** begin LISTING **

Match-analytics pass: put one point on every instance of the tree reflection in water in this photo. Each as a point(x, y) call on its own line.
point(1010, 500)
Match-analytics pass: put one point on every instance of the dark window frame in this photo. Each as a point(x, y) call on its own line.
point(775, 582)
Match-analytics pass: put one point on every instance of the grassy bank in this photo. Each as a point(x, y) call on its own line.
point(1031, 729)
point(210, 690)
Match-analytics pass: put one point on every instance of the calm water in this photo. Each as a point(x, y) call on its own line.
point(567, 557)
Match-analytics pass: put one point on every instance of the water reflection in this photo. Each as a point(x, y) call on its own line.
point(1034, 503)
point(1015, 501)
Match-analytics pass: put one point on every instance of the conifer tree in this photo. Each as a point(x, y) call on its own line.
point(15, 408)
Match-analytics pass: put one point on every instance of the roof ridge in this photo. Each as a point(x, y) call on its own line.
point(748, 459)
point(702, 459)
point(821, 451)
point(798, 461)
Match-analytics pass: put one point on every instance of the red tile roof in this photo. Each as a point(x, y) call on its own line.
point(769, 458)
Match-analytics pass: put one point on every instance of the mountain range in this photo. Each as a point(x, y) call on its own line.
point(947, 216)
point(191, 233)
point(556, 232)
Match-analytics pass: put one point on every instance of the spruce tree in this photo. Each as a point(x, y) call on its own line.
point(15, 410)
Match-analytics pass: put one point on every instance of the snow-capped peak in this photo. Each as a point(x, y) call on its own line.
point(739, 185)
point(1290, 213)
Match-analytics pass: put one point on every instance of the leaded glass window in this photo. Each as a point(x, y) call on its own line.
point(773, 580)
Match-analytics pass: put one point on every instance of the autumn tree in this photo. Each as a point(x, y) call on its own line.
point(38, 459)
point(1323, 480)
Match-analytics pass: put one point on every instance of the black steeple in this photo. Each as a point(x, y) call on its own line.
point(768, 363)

** end LISTING **

**PROMPT:** Could you transcribe every entry above word for word, without changing anything?

**SOLUTION FOR THIS EXERCISE:**
Match-analytics pass: put one point on every instance of the tree reflection in water in this photo. Each as a point(x, y) call on its own line.
point(1010, 500)
Match-analytics pass: put one point on every instance of the dark window frame in this photo. Each as a point(x, y) call on its own line.
point(775, 582)
Match-analytics pass: put one point on every instance of the grassy bank in this photo. Each as a point(x, y) call on its own line.
point(1031, 729)
point(210, 690)
Match-analytics pass: put one point on every instance of the calm water in this photo. Each as a point(x, y) call on its own line.
point(567, 557)
Match-analytics pass: put one point on every instance of the water reflection in this photo. Each as a point(x, y) call on its own line.
point(1034, 503)
point(1015, 501)
Match-analytics pass: put one point on every instance of the conifer tree in this photo. Each as a point(x, y) call on its own line.
point(15, 408)
Match-analytics pass: put one point on every instance of the roof ridge in this photo. Each as a point(x, y) call on its own line.
point(748, 459)
point(702, 459)
point(821, 451)
point(798, 461)
Match-analytics pass: put one point on every instance of the red tile roof in this photo. Each as a point(x, y) call on its own line.
point(769, 458)
Match-analytics pass: put one point on every instance of the mountain range in this photo. Each as a point(x, y) call on its own line.
point(947, 216)
point(191, 233)
point(556, 232)
Match-analytics pass: put one point on every instance of the spruce tree in this photo. Each as a point(x, y) call on its own line.
point(15, 410)
Match-analytics pass: put one point on every instance of the snow-capped peak in this photo. Each as a point(x, y) call on its own line.
point(739, 185)
point(1290, 213)
Match-analytics pass: put one point on every instance of the leaded glass window in this photo. Each as a point(x, y) call on its own line.
point(773, 580)
Match-analytics pass: put one point on every instance of the autumn tree in this photo. Each as a point(x, y) call on its own line.
point(38, 459)
point(1323, 480)
Match-analytics pass: put one point on every instance of the black steeple in this photo. Each as a point(x, y) call on its own line.
point(768, 363)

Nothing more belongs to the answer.